What is expected — So that nothing is lost, restate each entry exactly as supplied.

[Saved data entries]
####################

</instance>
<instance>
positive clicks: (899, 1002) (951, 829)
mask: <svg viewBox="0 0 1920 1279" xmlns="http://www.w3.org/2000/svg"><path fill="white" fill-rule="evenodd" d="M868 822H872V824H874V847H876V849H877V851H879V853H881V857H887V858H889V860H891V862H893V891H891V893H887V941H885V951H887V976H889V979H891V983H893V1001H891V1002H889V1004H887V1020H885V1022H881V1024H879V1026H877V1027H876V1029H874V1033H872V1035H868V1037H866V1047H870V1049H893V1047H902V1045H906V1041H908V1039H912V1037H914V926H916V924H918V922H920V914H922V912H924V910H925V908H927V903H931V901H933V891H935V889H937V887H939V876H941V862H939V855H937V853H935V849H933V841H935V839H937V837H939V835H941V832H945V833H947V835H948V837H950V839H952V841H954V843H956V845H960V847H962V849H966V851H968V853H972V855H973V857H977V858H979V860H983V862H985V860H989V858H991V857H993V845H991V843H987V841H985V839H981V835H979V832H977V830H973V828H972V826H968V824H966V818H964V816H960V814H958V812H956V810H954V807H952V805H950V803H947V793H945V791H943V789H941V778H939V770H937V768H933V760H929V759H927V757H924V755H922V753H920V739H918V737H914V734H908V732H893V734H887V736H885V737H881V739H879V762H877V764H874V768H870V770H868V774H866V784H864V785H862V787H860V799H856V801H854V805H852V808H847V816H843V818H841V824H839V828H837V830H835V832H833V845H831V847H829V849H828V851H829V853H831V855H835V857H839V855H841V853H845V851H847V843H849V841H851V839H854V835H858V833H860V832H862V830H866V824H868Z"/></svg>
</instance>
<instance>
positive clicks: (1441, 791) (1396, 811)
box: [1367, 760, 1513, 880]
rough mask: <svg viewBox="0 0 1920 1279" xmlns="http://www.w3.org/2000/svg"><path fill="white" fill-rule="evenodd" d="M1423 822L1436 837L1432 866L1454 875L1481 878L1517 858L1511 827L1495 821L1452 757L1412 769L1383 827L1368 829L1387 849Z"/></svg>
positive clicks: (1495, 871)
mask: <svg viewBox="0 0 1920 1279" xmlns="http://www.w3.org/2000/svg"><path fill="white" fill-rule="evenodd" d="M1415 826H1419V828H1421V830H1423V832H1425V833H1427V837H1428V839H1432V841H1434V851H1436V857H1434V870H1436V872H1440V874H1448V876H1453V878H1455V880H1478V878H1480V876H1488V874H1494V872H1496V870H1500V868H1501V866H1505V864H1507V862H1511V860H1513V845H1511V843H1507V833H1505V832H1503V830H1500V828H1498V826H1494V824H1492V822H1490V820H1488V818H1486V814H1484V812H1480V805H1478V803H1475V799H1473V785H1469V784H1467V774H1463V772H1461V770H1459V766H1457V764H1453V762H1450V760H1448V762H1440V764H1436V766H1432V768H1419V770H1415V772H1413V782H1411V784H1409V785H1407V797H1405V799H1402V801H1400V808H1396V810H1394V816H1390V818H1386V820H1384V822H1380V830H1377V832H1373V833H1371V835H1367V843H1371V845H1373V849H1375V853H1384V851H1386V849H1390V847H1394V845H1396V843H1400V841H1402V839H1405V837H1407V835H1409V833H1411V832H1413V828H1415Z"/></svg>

####################

Finished exercise —
</instance>
<instance>
positive clicks: (899, 1002) (951, 829)
mask: <svg viewBox="0 0 1920 1279" xmlns="http://www.w3.org/2000/svg"><path fill="white" fill-rule="evenodd" d="M868 822H872V824H874V847H876V849H877V851H879V853H881V857H887V858H889V860H891V862H893V891H891V893H887V941H885V951H887V976H889V979H891V983H893V1001H891V1002H889V1004H887V1020H885V1022H881V1024H879V1026H877V1027H876V1029H874V1033H872V1035H868V1037H866V1047H870V1049H893V1047H902V1045H906V1041H908V1039H912V1037H914V926H916V924H918V922H920V914H922V912H924V910H925V908H927V903H931V901H933V891H935V889H937V887H939V876H941V862H939V855H937V853H935V849H933V841H935V839H937V837H939V835H941V832H945V833H947V835H948V837H950V839H952V841H954V843H956V845H960V847H962V849H966V851H968V853H972V855H973V857H977V858H979V860H983V862H985V860H989V858H991V857H993V845H991V843H987V841H985V839H981V835H979V832H977V830H973V828H972V826H968V824H966V818H964V816H960V814H958V812H956V810H954V807H952V805H950V803H947V793H945V791H943V789H941V778H939V770H937V768H933V760H929V759H927V757H924V755H922V753H920V739H918V737H914V734H908V732H893V734H887V736H885V737H881V739H879V762H877V764H874V768H870V770H868V774H866V784H864V785H862V787H860V799H856V801H854V805H852V808H847V816H843V818H841V824H839V828H837V830H835V832H833V845H831V847H829V849H828V851H829V853H831V855H835V857H839V855H841V853H845V851H847V843H849V841H851V839H854V835H858V833H860V832H862V830H866V824H868Z"/></svg>
</instance>
<instance>
positive clicks: (1441, 791) (1396, 811)
box: [1367, 760, 1513, 880]
rough mask: <svg viewBox="0 0 1920 1279" xmlns="http://www.w3.org/2000/svg"><path fill="white" fill-rule="evenodd" d="M1423 822L1436 837L1432 866L1454 875L1481 878L1517 858L1511 827L1495 821L1452 757L1412 769L1383 827L1368 829L1387 849Z"/></svg>
positive clicks: (1495, 871)
mask: <svg viewBox="0 0 1920 1279" xmlns="http://www.w3.org/2000/svg"><path fill="white" fill-rule="evenodd" d="M1415 826H1419V828H1421V830H1423V832H1425V833H1427V837H1428V839H1432V841H1434V851H1436V857H1434V870H1436V872H1440V874H1448V876H1453V878H1455V880H1478V878H1480V876H1488V874H1494V872H1496V870H1500V868H1501V866H1505V864H1507V862H1511V860H1513V845H1511V843H1507V833H1505V832H1503V830H1500V828H1498V826H1494V824H1492V822H1490V820H1488V818H1486V814H1484V812H1480V805H1478V803H1475V799H1473V785H1469V784H1467V774H1463V772H1461V770H1459V766H1457V764H1453V762H1450V760H1448V762H1440V764H1436V766H1432V768H1419V770H1415V772H1413V782H1411V784H1409V785H1407V797H1405V799H1402V801H1400V808H1396V810H1394V816H1390V818H1386V820H1384V822H1380V830H1377V832H1373V833H1371V835H1367V843H1371V845H1373V849H1375V853H1384V851H1386V849H1390V847H1394V845H1396V843H1400V841H1402V839H1405V837H1407V835H1409V833H1411V832H1413V828H1415Z"/></svg>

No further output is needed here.